### MATERIAL TO PROCESS ###
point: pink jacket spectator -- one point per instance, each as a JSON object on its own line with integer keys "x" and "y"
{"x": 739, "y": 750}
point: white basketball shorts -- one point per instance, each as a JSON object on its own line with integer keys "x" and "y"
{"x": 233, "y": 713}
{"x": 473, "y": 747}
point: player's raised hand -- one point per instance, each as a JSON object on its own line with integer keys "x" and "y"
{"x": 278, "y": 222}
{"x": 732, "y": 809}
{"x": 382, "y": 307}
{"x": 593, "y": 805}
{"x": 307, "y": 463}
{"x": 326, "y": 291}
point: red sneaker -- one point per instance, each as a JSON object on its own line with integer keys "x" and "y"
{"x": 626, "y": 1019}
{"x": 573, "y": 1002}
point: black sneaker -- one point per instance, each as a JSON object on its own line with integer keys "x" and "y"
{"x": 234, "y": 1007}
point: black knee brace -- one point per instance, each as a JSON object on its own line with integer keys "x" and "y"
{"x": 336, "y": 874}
###
* _EXERCISE GOAL_
Could you lay out these records as a two-column CSV with the headers "prompt" and "answer", one row per record, each field in double quotes and any line breaks replaced with spaces?

* _WORKED SOLUTION_
prompt,answer
"point: pink jacket spectator -- one point per instance, each as a JSON object on its own line with integer keys ""x"" and ""y""","{""x"": 739, ""y"": 750}"
"point: white basketball shorts -- one point per instance, each as a JSON object on its own line with integer keys ""x"" and ""y""","{""x"": 233, ""y"": 713} {""x"": 473, ""y"": 747}"
"point: player's raised hand -- one point per instance, each as a JSON object on its own line with integer keys ""x"" and ""y""","{""x"": 278, ""y"": 222} {""x"": 732, ""y"": 809} {""x"": 382, ""y"": 307} {""x"": 593, ""y"": 805} {""x"": 307, ""y"": 463} {""x"": 326, ""y"": 291}"
"point: red sneaker -- one point per instance, each as a JSON object on its own line with integer keys ""x"" and ""y""","{""x"": 626, ""y"": 1019} {""x"": 573, ""y"": 1002}"
"point: black sneaker -- one point per instance, each as a JSON object on its own line with integer keys ""x"" and ""y""","{""x"": 234, ""y"": 1007}"
"point: black knee brace -- one point per instance, each as a JSON object on its own line with integer keys ""x"" and ""y""","{""x"": 336, ""y"": 874}"